■ **WHAT YOU HAVE TO DO**:
The entries underneath need to be duplicated exactly, with none omitted.

-------- RECORD EXTRACTS

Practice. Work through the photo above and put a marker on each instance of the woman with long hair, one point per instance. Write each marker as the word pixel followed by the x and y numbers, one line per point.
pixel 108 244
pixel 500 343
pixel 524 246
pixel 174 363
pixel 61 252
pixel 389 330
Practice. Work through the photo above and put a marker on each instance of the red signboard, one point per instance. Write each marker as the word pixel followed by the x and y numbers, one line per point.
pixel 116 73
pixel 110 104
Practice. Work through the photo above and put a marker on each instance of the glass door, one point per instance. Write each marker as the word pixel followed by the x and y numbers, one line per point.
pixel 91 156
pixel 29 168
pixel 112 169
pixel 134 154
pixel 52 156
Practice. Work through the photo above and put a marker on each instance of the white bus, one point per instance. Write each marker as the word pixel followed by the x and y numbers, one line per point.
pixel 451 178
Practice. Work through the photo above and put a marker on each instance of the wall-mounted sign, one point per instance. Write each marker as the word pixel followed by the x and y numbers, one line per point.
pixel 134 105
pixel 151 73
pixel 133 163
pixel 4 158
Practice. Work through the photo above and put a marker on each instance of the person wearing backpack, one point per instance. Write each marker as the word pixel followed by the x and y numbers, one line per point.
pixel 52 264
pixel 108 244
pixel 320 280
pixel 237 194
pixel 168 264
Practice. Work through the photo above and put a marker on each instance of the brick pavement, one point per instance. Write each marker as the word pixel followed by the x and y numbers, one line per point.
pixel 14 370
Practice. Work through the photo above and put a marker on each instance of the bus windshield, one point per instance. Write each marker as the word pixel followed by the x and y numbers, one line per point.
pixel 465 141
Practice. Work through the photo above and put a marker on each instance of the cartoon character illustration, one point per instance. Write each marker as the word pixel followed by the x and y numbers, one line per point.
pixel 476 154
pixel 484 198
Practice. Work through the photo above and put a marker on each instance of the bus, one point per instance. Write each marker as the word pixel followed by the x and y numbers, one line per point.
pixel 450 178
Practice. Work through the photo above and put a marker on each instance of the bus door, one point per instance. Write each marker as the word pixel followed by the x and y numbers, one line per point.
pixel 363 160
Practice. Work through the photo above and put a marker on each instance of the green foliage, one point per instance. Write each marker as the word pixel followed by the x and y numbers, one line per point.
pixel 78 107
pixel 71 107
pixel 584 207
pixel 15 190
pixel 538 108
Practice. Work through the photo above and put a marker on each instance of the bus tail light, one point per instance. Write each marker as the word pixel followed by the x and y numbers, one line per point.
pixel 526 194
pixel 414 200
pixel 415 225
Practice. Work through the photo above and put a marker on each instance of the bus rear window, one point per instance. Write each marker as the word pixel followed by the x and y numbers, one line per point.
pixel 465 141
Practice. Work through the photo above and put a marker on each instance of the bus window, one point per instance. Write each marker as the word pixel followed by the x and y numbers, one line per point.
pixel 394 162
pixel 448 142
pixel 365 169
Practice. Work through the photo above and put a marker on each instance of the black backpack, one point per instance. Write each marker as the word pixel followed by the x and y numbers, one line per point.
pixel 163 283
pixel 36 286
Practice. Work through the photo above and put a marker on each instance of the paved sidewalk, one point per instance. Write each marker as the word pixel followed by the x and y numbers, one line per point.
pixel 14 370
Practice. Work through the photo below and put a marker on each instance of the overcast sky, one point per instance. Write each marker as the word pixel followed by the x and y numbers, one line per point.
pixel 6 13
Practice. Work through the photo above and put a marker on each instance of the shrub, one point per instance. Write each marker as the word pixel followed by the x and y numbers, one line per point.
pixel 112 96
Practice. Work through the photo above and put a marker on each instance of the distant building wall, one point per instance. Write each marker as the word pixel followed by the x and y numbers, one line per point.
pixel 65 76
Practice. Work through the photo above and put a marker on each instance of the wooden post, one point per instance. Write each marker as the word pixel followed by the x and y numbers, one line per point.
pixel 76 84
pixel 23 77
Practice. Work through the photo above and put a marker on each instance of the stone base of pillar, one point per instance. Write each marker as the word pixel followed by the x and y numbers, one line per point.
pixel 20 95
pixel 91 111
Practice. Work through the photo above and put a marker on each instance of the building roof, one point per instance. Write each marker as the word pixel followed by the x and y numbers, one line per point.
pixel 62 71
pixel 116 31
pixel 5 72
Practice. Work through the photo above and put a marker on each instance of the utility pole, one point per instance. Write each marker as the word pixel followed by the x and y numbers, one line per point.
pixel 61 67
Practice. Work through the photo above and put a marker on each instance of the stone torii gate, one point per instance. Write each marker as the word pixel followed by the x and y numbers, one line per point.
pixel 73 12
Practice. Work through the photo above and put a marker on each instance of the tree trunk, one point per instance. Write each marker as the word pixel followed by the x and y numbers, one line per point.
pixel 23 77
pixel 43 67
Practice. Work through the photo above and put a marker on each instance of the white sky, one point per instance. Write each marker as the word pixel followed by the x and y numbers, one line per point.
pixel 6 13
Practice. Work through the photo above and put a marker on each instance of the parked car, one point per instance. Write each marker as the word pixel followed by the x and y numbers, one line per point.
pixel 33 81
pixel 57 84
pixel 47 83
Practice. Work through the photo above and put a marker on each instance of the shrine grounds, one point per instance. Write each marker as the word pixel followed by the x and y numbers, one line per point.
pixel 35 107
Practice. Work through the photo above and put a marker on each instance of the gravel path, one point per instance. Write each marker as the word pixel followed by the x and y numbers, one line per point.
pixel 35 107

----------------

■ **RESPONSE**:
Practice. Work through the photo above and put a marker on each instance of the woman with long hair, one point per instance. Write each marker as the word pixel followed by the x and y numbers, one line per point.
pixel 108 244
pixel 500 343
pixel 524 246
pixel 174 363
pixel 61 252
pixel 389 330
Practice. Work through the photo above and put a marker on each instance of the red signboard, one point per instance. Write each marker as the word pixel followed by the x and y numbers, one line per point.
pixel 116 73
pixel 110 104
Practice. Work through the photo above and put a marker on each instance of the glass door, one point per instance. Write each marker as the word pixel followed by the x and y numbers, one line per point.
pixel 91 156
pixel 29 168
pixel 112 169
pixel 134 154
pixel 52 156
Practice. Work through the photo above and put a marker on each instance of the white bus, one point per instance. Write each marker as the word pixel followed by the x and y numbers, one line per point.
pixel 451 178
Practice. Work through the photo above and put a marker on each instance of the wall-mounted sign, one point per instance. Write each marker as the word pixel followed by the x and y numbers, one line per point.
pixel 134 105
pixel 151 73
pixel 133 163
pixel 4 158
Practice. Work through the photo above and put a marker on each instance of the person wearing backpack, one point per instance. Write each marker as the word pixel followed by the x and y numbers, one line per point.
pixel 52 264
pixel 108 244
pixel 320 280
pixel 237 194
pixel 168 264
Practice. Work through the photo above and put a marker on each instance of the brick pavement, one point per instance. Write each marker as the word pixel followed by the x and y numbers, one line per point.
pixel 14 370
Practice. Work through the photo above and put a marker on each instance of the bus windshield, one point per instance. Write each marker as the word pixel followed by the x and y numbers, one line per point.
pixel 465 141
Practice. Work through the photo above and put a marker on each instance of the cartoon character illustration, one point per instance. Write each marker as the word pixel followed by the x and y numbers, one line per point.
pixel 476 154
pixel 484 198
Practice. Work through the photo above and put a marker on each instance of the bus, one point per instance. Write each marker as the word pixel followed by the x and y numbers, one line per point.
pixel 450 178
Practice. Work through the photo above and put a marker on each instance of the bus door, one point per instance. Write each marker as the word pixel followed by the x and y numbers, one line per point.
pixel 363 160
Practice. Work through the photo above and put a marker on each instance of the green foliage, one point per instance. Write each marker as the word pixel followed by the x and y numbers, one line per point.
pixel 78 107
pixel 71 107
pixel 584 207
pixel 15 190
pixel 538 108
Practice. Work through the photo above and put a marker on each instance of the bus tail light, one point per instance. Write each marker as the word pixel followed by the x and y numbers, one line per point.
pixel 526 194
pixel 414 200
pixel 415 225
Practice. Work through the photo above and put a marker on each instance of the bus rear window, one point per instance. Write each marker as the word pixel followed by the x and y numbers, one line per point.
pixel 465 141
Practice. Work through the photo above and put a marker on each instance of the bus window, one point per instance. Write each marker as the word pixel followed by the x and y numbers, one line per point.
pixel 394 162
pixel 448 142
pixel 365 169
Practice. Work through the photo above and put a marker on each instance of the black backpack, one point per instance. Write each marker as the word pixel followed by the x and y numbers, one line per point.
pixel 163 283
pixel 36 286
Practice. Work through the photo above and put a marker on each instance of the paved sidewalk, one point per instance. Write each marker as the word pixel followed by the x and y numbers, one line per point.
pixel 14 370
Practice. Work through the photo below and put a marker on each instance of the overcast sky, one point per instance. Write each marker as the word pixel followed by the x and y numbers, one line per point.
pixel 6 13
Practice. Work through the photo above and put a marker on each instance of the shrub, one point per instance. Write each marker as the word pixel followed by the x and y numbers, one line per point.
pixel 112 96
Practice. Work through the photo above and put a marker on each instance of the distant building wall, one point per instance. Write each marker as the word pixel followed by the x and y numbers, one line per point.
pixel 65 76
Practice. Work through the photo above and put a marker on each instance of the wooden post, one point per instance. Write each marker as the word pixel followed by the x and y numbers, one line per point.
pixel 76 84
pixel 23 77
Practice. Work through the photo above and put a marker on each instance of the stone base of pillar, one point per instance. Write each marker as the word pixel followed by the x and y numbers, one line per point.
pixel 20 95
pixel 91 111
Practice. Work through the photo above and put a marker on each instance of the building roof, one point per instance. Write each marker as the word pixel followed by the x and y numbers, one line per point.
pixel 62 71
pixel 116 31
pixel 5 72
Practice. Work through the photo above and put a marker on each instance of the utility pole, one point per instance. Write each marker as the word pixel followed by the x and y numbers, one line per point.
pixel 61 67
Practice. Work through the photo above and put a marker on each instance of the stone torii gate, one point per instance. Write each marker as the word pixel followed by the x and y numbers, one line per point.
pixel 73 12
Practice. Work through the photo above and put a marker on each instance of the tree trunk, one point per instance. Write each marker as the word pixel followed by the x and y numbers, one line per point.
pixel 23 77
pixel 43 67
Practice. Work through the photo above and put a marker on each instance of the white sky, one point per instance. Write each marker as the word pixel followed by the x and y numbers, one line per point.
pixel 6 13
Practice. Work through the photo above and put a marker on each instance of the parked car, one point per instance. Write each marker as the word pixel followed by the x and y numbers, one line per point.
pixel 33 81
pixel 57 84
pixel 47 83
Practice. Work through the photo above and put a marker on each instance of the shrine grounds, one point per instance. Write each marker as the word pixel followed by the x and y numbers, one line per point.
pixel 35 107
Practice. Work through the photo above and put a marker on each instance of the gravel path, one point per instance. Write each marker as the word pixel followed by the x and y numbers, one line per point.
pixel 35 107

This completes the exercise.